WORK ITEM ▸ Only the lines holding "cabinet" are wanted here; copy each from the listing.

PROVIDED DATA ▸
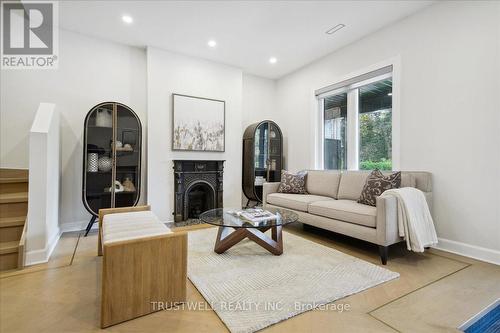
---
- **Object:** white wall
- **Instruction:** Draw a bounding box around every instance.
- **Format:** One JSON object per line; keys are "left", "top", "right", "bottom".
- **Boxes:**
{"left": 274, "top": 1, "right": 500, "bottom": 261}
{"left": 147, "top": 47, "right": 243, "bottom": 221}
{"left": 0, "top": 30, "right": 147, "bottom": 231}
{"left": 242, "top": 74, "right": 277, "bottom": 128}
{"left": 26, "top": 104, "right": 60, "bottom": 265}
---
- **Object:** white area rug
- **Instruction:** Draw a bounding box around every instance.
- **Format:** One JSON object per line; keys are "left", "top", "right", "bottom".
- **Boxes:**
{"left": 188, "top": 228, "right": 399, "bottom": 333}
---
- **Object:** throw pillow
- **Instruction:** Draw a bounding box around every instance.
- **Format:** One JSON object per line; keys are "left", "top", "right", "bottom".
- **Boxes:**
{"left": 277, "top": 170, "right": 307, "bottom": 194}
{"left": 358, "top": 170, "right": 401, "bottom": 206}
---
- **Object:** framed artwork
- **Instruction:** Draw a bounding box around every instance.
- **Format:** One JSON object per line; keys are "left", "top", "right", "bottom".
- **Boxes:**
{"left": 172, "top": 94, "right": 225, "bottom": 152}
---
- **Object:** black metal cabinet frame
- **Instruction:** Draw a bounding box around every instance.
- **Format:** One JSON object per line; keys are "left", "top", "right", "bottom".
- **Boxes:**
{"left": 242, "top": 120, "right": 283, "bottom": 206}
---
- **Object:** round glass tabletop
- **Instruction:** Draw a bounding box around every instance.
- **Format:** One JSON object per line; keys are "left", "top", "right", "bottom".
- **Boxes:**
{"left": 199, "top": 207, "right": 299, "bottom": 228}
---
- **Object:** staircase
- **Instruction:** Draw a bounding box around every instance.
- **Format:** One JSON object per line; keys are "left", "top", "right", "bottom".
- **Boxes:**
{"left": 0, "top": 168, "right": 28, "bottom": 271}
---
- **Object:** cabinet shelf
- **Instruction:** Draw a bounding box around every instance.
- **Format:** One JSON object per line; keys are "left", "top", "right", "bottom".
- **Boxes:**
{"left": 87, "top": 191, "right": 136, "bottom": 197}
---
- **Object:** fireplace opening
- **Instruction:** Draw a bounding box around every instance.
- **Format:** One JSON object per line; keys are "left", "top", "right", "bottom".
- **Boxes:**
{"left": 174, "top": 160, "right": 223, "bottom": 222}
{"left": 186, "top": 182, "right": 215, "bottom": 219}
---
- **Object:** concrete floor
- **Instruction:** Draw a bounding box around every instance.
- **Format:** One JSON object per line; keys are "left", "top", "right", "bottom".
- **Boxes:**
{"left": 1, "top": 223, "right": 499, "bottom": 333}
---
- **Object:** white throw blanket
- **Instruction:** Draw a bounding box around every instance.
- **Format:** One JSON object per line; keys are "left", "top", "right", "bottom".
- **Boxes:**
{"left": 381, "top": 188, "right": 438, "bottom": 252}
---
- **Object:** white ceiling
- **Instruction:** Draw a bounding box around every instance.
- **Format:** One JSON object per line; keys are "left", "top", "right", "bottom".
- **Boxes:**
{"left": 59, "top": 1, "right": 434, "bottom": 79}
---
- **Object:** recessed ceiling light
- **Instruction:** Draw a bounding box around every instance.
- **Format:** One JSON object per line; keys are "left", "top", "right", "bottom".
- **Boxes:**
{"left": 326, "top": 24, "right": 345, "bottom": 35}
{"left": 269, "top": 57, "right": 277, "bottom": 64}
{"left": 122, "top": 15, "right": 133, "bottom": 24}
{"left": 207, "top": 40, "right": 217, "bottom": 48}
{"left": 388, "top": 92, "right": 393, "bottom": 96}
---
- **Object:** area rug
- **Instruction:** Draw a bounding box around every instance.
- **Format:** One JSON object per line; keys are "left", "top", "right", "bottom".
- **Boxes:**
{"left": 187, "top": 228, "right": 399, "bottom": 333}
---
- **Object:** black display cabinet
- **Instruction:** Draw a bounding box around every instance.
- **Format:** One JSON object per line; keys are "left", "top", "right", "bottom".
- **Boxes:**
{"left": 242, "top": 120, "right": 283, "bottom": 206}
{"left": 82, "top": 102, "right": 142, "bottom": 236}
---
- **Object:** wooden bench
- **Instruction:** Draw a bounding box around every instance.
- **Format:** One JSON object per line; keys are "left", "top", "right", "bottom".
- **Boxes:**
{"left": 98, "top": 205, "right": 187, "bottom": 328}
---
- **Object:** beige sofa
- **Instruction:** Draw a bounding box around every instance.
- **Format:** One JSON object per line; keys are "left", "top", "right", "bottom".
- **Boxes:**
{"left": 263, "top": 170, "right": 432, "bottom": 264}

SOLUTION TO THE EXERCISE ▸
- **Object:** black metal cabinet frame
- **Object:** cabinet shelf
- **Object:** black display cabinet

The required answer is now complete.